**Task to carry out:** Edit the entries from the line that contains "In the photo above, where can the balcony be" through the end of the entries, changing "long rowing boat" to "narrow rowing boat" and keeping everything else the same. Return only those lines.

**Collected data:**
_ _ _ _ _
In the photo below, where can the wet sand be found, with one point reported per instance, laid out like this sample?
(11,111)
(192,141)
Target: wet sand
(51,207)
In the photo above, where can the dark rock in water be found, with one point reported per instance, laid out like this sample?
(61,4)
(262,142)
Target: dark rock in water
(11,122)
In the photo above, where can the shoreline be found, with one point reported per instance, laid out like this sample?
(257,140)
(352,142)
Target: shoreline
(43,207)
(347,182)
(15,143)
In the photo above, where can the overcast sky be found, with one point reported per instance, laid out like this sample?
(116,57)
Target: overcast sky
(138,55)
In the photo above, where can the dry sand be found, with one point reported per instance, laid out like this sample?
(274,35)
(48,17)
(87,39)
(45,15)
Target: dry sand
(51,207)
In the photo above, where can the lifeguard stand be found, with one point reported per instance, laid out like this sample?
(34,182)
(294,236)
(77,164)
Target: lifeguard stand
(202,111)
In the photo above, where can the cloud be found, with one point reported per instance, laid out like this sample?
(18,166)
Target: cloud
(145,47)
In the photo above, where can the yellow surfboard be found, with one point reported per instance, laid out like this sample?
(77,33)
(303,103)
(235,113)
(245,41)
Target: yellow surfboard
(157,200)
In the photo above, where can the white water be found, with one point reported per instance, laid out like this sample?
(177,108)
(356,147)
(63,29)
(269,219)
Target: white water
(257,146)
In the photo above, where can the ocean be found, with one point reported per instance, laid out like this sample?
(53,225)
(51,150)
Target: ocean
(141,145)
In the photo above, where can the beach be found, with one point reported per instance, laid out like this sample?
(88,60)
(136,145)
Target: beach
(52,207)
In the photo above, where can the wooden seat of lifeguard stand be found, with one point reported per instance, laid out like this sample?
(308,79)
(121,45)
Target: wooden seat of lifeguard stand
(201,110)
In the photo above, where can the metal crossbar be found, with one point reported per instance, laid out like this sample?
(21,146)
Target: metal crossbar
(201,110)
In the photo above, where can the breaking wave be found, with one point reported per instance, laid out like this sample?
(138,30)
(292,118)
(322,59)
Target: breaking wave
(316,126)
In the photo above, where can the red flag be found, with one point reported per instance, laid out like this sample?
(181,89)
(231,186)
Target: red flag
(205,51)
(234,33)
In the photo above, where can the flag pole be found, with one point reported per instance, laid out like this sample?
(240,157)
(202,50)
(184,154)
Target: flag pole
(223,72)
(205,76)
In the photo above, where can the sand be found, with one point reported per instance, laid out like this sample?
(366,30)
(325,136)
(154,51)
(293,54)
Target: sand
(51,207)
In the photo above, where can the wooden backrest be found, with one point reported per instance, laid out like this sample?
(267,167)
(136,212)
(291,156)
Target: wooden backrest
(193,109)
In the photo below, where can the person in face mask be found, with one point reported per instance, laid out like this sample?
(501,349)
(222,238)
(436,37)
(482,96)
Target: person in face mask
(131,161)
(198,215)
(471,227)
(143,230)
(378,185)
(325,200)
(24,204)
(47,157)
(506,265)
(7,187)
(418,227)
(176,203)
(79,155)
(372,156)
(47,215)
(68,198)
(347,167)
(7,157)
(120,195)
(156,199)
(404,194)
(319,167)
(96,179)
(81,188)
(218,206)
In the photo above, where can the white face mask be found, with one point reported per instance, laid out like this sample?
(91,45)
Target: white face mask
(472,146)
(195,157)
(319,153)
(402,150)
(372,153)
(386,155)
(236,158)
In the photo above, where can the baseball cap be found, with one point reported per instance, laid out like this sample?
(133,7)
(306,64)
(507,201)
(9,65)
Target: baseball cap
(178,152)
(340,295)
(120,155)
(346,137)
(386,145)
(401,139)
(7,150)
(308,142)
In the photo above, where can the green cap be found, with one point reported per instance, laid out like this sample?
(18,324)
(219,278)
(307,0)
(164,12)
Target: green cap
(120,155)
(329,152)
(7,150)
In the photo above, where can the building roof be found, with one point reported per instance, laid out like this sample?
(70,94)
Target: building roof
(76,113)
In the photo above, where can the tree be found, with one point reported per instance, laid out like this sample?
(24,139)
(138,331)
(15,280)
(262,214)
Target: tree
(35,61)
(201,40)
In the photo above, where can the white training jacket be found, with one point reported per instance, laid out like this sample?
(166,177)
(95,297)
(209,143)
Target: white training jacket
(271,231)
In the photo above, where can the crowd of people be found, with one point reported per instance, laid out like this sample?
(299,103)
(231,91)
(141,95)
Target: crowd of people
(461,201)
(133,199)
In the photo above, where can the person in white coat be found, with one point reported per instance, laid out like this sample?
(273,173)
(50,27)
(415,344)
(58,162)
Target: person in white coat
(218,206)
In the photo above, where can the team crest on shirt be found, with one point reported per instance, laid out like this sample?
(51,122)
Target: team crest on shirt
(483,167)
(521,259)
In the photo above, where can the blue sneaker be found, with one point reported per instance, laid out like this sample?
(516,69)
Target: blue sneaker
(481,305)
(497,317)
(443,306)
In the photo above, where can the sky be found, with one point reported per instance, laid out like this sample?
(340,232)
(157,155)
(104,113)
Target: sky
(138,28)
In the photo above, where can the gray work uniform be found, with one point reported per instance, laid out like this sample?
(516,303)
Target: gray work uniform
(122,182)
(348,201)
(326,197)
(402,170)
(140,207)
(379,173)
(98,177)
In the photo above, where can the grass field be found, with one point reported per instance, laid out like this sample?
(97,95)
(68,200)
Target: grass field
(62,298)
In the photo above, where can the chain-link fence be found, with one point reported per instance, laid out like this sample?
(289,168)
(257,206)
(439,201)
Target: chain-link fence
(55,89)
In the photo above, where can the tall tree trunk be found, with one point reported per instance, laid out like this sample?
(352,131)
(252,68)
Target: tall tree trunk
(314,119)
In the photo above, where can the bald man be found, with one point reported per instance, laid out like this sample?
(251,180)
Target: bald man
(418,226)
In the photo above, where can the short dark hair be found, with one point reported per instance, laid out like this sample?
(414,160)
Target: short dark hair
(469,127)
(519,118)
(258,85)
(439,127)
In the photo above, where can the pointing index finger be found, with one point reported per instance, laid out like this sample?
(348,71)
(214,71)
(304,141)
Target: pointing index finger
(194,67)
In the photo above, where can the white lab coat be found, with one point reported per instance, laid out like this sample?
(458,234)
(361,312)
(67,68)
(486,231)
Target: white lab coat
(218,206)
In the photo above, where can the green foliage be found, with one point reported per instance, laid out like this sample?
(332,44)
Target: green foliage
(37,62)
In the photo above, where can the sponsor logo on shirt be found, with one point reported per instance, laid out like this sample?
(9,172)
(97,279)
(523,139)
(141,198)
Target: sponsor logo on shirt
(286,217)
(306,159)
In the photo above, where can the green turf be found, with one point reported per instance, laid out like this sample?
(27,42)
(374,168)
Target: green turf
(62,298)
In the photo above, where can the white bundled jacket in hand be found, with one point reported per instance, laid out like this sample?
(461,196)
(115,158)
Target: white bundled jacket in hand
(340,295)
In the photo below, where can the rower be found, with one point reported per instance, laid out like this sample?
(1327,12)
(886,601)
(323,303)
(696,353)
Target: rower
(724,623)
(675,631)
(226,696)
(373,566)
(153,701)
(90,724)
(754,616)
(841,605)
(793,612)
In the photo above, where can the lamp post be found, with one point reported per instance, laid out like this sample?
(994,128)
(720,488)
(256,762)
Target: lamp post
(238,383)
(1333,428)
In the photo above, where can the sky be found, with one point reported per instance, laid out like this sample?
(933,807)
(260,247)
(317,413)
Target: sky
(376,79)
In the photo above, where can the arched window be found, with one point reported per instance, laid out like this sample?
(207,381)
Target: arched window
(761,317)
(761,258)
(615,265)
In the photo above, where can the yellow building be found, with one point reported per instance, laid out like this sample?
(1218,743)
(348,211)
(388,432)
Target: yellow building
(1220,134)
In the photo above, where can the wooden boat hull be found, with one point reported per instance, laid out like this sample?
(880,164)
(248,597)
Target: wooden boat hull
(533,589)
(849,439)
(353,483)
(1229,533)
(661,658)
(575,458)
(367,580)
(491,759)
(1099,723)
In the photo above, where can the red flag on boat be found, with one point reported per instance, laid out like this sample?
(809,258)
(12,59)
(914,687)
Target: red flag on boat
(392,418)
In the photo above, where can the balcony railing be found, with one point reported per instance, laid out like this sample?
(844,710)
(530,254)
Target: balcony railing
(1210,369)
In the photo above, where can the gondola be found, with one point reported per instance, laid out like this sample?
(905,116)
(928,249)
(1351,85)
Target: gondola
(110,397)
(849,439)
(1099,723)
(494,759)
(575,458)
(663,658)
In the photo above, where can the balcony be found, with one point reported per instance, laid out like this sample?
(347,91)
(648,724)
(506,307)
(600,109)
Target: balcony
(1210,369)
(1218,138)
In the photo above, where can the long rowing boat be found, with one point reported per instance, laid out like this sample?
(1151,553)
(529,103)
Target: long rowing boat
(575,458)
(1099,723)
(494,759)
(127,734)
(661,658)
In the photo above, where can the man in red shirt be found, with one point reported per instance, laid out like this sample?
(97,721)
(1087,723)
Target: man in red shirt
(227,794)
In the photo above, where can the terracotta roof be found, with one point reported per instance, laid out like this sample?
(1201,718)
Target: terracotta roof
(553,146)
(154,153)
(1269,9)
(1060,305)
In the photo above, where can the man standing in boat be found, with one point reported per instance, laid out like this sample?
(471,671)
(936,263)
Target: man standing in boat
_ _ _ _ _
**Complete response:**
In the photo above, where can the balcony be found, with one point reported per instance, laid out like this sample?
(347,91)
(648,724)
(506,307)
(600,109)
Target: balcony
(1210,369)
(1218,138)
In the photo above, where can the narrow rowing boat be found, with one point reported per instance, laid out like this sample?
(1151,553)
(529,103)
Target: narrow rowing boat
(575,458)
(1099,723)
(494,759)
(127,734)
(661,658)
In the photo above, where can the man in red shirt be found, with one point reported per instance, laid out like this sample?
(97,721)
(1087,723)
Target: man in red shirt
(227,794)
In the photo above, where can the terracotta roof be found, with one point reported per instance, laid out like this sample?
(1201,718)
Target: terracotta roof
(553,146)
(154,153)
(1269,9)
(1060,305)
In the photo above, where can the man standing in boat be found, with one point reported per instance, laid out like this sample?
(471,671)
(936,263)
Target: man standing in boat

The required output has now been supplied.